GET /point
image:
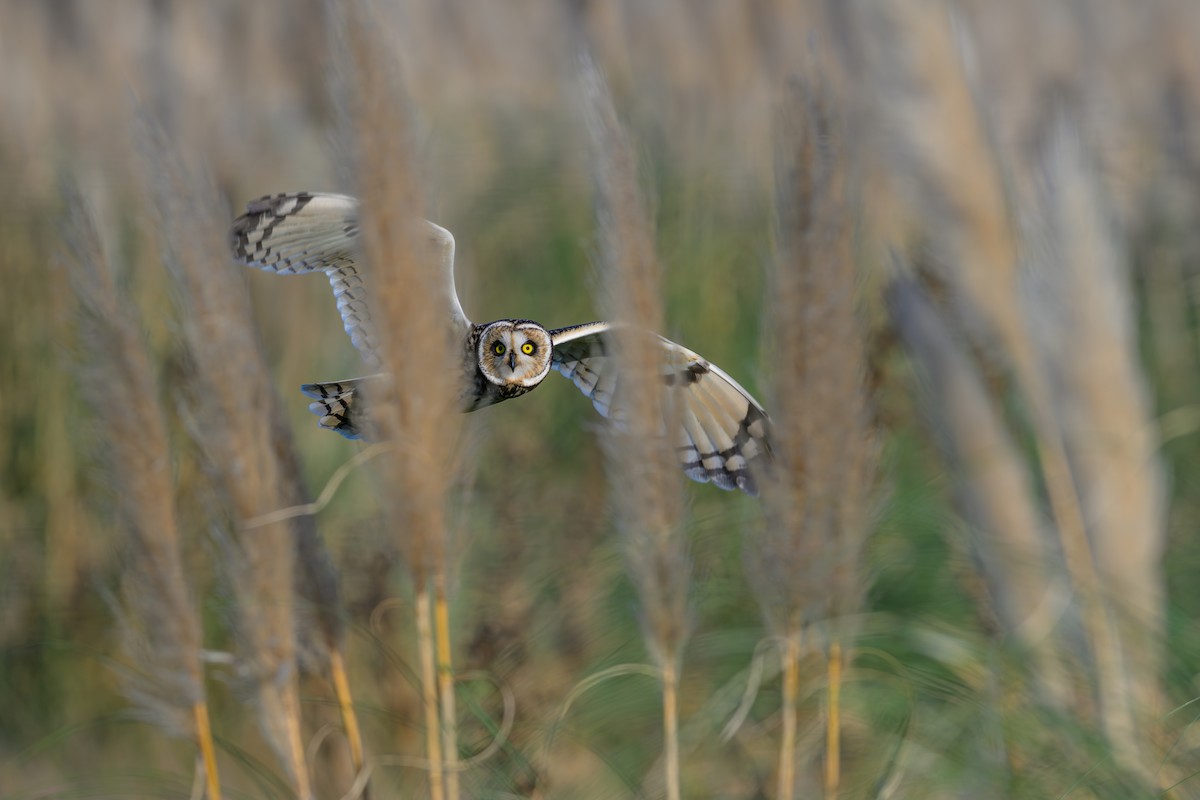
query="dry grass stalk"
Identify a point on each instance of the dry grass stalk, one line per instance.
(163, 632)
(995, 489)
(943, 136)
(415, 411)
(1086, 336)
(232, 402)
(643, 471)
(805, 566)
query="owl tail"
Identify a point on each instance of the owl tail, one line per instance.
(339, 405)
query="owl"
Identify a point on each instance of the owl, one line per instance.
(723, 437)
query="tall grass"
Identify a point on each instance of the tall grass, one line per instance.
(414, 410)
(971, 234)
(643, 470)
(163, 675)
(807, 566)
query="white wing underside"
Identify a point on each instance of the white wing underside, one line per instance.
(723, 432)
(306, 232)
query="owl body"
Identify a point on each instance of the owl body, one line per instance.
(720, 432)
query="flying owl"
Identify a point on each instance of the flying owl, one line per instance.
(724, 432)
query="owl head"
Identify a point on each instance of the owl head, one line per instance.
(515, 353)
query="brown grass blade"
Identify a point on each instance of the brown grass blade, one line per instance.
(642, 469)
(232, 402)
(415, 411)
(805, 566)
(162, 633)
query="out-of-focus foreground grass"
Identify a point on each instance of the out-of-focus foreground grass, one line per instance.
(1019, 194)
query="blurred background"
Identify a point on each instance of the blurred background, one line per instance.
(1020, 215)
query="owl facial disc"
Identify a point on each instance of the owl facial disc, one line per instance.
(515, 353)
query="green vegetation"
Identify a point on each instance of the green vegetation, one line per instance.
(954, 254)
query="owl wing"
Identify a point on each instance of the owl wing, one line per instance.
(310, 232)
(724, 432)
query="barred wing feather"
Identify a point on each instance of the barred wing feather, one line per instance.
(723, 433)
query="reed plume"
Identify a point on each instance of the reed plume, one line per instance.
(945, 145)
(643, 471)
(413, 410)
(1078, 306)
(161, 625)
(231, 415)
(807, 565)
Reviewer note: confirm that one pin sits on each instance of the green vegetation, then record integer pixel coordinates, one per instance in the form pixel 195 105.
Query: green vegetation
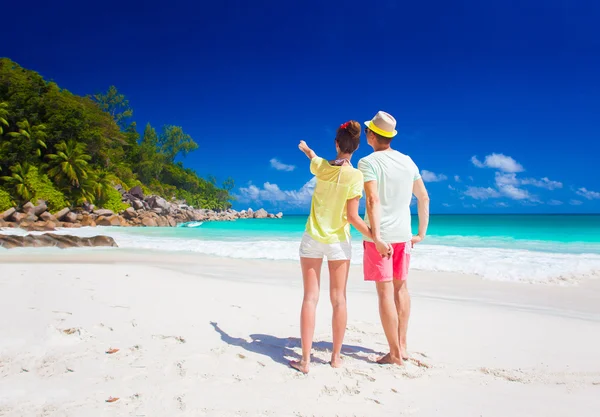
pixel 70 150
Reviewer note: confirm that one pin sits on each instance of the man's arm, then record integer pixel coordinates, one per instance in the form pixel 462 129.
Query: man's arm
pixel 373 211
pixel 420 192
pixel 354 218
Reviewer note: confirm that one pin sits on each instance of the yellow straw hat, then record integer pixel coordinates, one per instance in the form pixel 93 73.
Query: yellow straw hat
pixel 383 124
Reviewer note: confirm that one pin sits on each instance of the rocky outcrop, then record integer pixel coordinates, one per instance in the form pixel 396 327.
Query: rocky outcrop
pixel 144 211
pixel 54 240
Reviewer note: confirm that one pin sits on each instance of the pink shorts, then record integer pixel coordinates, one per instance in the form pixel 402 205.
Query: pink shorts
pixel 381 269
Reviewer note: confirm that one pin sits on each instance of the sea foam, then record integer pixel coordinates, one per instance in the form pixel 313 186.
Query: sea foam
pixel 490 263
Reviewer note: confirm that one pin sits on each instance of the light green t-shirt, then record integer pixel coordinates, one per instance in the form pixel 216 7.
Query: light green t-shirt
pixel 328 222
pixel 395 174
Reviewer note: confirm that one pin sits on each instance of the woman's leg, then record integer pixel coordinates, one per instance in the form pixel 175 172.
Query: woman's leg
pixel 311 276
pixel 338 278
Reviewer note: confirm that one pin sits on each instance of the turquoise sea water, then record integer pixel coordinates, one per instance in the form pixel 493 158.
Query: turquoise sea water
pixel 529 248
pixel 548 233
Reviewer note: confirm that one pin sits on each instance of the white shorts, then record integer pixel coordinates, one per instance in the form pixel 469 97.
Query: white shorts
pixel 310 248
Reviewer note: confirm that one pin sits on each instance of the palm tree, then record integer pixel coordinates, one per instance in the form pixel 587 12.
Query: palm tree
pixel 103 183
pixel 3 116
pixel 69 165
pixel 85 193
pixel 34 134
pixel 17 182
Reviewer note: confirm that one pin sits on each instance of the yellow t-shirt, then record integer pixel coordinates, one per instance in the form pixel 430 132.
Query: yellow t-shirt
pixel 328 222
◇ ◇ ◇ ◇ ◇ ◇ ◇
What the exercise asks:
Print the material above once more, exactly. No pictures belong in it.

Solved exercise:
GET /point
image:
query="dry grass stalk"
Identify a point on each instance of the dry grass stalk, one line per instance.
(163, 632)
(995, 489)
(943, 136)
(415, 411)
(1086, 336)
(232, 402)
(643, 471)
(805, 566)
query="owl tail"
Identify a point on each instance of the owl tail, one line per instance.
(339, 405)
query="owl"
Identify a point on each instance of the owl, one line per instance.
(723, 437)
query="tall grass"
Identify a point on each instance of the tall grass, one line per instance.
(414, 410)
(971, 234)
(643, 470)
(163, 675)
(807, 566)
query="white wing underside"
Identify a point on each instance of the white wing underside, one line per instance.
(723, 432)
(306, 232)
query="owl body"
Identify a point on each instance of the owl body, one line per instance.
(720, 432)
query="flying owl"
Identify a point on each instance of the flying owl, one line per instance.
(724, 432)
query="owl head"
Identify a point on each instance of the owl head, one line per instance.
(515, 353)
query="brown grass blade"
Identify a point on each instance of the brown grass blade, one line per instance.
(642, 469)
(232, 402)
(415, 411)
(805, 566)
(162, 633)
query="out-of-focus foreground grass"
Identify a point on each instance of the out-of-focus foreground grass, one line per instance.
(1019, 194)
query="blurred background"
Identify a point on each instance of the blurred background, one line per instance.
(1020, 215)
query="owl facial disc"
Identify a point on each instance of the owl facial disc, one line per instance.
(515, 353)
query="green vegetation"
Identify a point on each instance of the green vegetation, one line per instance.
(954, 254)
query="owl wing"
Identify a point on each instance of the owl wing, one line per instance.
(310, 232)
(724, 432)
query="barred wing feather"
Identify a point on each instance of the barred wing feather, one line per instance.
(723, 433)
query="reed plume"
Identify a point on each instance of the reed plume, one line per instance.
(945, 145)
(643, 471)
(413, 410)
(1078, 306)
(161, 625)
(231, 415)
(807, 565)
Reviewer note: confirm that one pin sits on each instance of the green vegetation, then record integer pixel coordinates, one per instance in the form pixel 195 105.
Query: green vegetation
pixel 70 150
Reviewer note: confirm that one pin sits on each instance of the man's arm, then record integer pixel coordinates, one per instance in the form pixel 462 129.
Query: man's arm
pixel 373 211
pixel 420 192
pixel 354 218
Reviewer note: confirm that one pin sits on each instance of the yellow straw hat, then record integer pixel coordinates, one per instance in the form pixel 93 73.
Query: yellow straw hat
pixel 383 124
Reviewer note: confirm that one pin sits on each instance of the rocky outcrop, then record integer pixel coordinates, one per instance in the form pixel 396 327.
Query: rocky outcrop
pixel 144 211
pixel 54 240
Reviewer note: confirm that one pin sits on each instance of the pink shorts, then record integer pixel coordinates, one per instance in the form pixel 402 205.
Query: pink shorts
pixel 381 269
Reviewer note: confirm that one pin sits on each instance of the sea foam, then record integer pixel coordinates, one per instance in the form pixel 313 186.
Query: sea foam
pixel 490 263
Reviewer note: confirm that one pin sits on each instance of the light green t-shirt, then record integer pixel coordinates, one per instance in the form pixel 216 7.
Query: light green t-shirt
pixel 328 222
pixel 395 174
Reviewer note: confirm that one pin sits on each instance of the woman's leg, then record integer pixel coordinates, one per instance in the form pixel 175 172.
Query: woman's leg
pixel 311 276
pixel 338 278
Reviewer note: confirm that one pin sits on each instance of the turquoise sea water, then record integer pixel coordinates, one per instance in the form pixel 493 158.
Query: turquoise sea water
pixel 529 248
pixel 548 233
Reviewer note: confirm that one pin sits on each instance of the white shorts, then record integer pixel coordinates, one per instance in the form pixel 469 97.
Query: white shorts
pixel 310 248
Reviewer note: confirm that one pin sits on each instance of the palm tree, then record integer pixel coordinates, one per instance in the form pixel 587 12.
Query: palm tree
pixel 103 183
pixel 3 116
pixel 69 165
pixel 85 193
pixel 34 134
pixel 17 182
Reviewer note: confirm that one pin sits on each instance of the yellow t-shirt, then record integer pixel coordinates, one per instance in the form pixel 430 132.
Query: yellow t-shirt
pixel 328 222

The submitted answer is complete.